Lines before the one containing "Tell me where the reflection" are to be left out; reproduce that line and all the rest of the entries exactly.

>>

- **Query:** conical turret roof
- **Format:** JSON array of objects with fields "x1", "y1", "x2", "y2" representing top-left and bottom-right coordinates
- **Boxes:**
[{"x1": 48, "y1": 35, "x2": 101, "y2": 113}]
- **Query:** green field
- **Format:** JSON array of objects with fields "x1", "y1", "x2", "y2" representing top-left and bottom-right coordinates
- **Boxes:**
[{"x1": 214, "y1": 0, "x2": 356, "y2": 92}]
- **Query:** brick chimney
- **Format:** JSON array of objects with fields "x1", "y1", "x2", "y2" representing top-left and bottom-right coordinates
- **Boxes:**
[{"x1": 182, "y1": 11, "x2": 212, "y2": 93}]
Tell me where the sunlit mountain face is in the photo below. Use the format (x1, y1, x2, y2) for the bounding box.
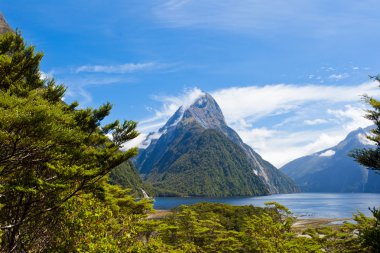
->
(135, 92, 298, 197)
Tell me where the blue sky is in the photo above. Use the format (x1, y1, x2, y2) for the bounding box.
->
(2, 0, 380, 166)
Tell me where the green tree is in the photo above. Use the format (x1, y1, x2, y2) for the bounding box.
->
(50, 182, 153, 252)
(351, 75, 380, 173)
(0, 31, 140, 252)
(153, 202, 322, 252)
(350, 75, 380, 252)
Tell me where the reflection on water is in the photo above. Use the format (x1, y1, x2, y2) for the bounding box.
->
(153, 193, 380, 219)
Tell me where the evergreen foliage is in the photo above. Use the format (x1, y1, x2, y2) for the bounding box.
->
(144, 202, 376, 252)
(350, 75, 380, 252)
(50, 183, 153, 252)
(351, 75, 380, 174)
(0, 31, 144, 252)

<<

* ANSWER FOR THIS EXERCISE *
Tell me where the reflection on water is in the photo above. Use the format (x1, y1, x2, y2) for the bounding box.
->
(153, 193, 380, 219)
Tell me where the evergreen foliage is in the photo above. Use the format (x1, y1, x2, y2) for the bounding box.
->
(144, 202, 376, 252)
(350, 75, 380, 252)
(50, 183, 153, 252)
(351, 75, 380, 174)
(0, 31, 144, 252)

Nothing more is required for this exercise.